>> begin MATERIAL FOR THE TASK
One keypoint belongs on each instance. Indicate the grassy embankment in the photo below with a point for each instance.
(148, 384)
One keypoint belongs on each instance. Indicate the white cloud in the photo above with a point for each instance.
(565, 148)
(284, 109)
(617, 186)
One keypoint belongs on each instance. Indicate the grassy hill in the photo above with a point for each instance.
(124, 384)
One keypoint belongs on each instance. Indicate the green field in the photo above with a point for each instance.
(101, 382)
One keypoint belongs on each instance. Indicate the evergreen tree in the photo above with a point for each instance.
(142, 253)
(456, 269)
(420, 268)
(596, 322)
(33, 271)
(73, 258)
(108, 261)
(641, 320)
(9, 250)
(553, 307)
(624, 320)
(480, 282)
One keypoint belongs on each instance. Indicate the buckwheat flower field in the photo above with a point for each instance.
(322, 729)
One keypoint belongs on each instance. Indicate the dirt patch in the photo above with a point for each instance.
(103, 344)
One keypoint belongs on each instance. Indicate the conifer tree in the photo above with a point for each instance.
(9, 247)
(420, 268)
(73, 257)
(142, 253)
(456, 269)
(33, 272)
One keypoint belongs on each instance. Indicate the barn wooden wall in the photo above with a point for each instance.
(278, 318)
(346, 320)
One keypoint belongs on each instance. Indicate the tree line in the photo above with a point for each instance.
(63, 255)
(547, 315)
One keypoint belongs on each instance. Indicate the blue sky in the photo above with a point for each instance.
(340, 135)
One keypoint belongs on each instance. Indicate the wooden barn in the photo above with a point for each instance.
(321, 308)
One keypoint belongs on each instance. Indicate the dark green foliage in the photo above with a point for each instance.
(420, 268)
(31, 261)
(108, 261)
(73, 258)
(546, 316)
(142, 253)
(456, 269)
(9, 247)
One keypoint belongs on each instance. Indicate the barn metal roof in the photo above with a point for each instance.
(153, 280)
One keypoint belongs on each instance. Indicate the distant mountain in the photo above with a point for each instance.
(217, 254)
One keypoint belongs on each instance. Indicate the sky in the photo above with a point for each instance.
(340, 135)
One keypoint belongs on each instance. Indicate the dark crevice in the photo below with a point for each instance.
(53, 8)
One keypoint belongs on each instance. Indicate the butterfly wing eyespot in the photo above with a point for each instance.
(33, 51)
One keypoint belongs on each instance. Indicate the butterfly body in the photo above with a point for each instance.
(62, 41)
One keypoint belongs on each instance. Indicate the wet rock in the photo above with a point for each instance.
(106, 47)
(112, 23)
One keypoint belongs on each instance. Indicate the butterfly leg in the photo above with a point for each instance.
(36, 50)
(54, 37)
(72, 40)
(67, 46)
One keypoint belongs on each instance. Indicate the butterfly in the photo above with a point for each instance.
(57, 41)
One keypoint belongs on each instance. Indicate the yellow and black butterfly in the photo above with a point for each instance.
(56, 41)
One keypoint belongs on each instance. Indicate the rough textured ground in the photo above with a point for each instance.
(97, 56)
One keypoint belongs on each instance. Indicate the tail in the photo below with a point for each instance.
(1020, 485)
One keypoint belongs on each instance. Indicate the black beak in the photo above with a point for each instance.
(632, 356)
>> end MATERIAL FOR THE TASK
→ **WHAT YOU WILL DO**:
Copy verbatim the stretch of rows from the one containing "the butterfly leg" through the final row above, both ends included.

→ **CORRECT RESULT**:
One keypoint belongs on each instance. Indicate the butterfly leg in the photo above with a point for each instance.
(36, 50)
(54, 37)
(72, 40)
(67, 46)
One keypoint belongs on each instance. Indicate the butterfly in the photo above with a point for each instance.
(57, 41)
One keypoint belongs on each instance. Indicate the yellow and black butterfly in the photo above with a point for each instance.
(56, 41)
One keypoint belongs on each instance. Indicate the rough textured ground in the photo above with a point for each instance.
(97, 56)
One keypoint belongs on each instance. Indicate the tail in the photo below with a point for each instance.
(1020, 485)
One keypoint belongs on each instance. Indicate the black beak in the photo above with a point for each instance.
(632, 356)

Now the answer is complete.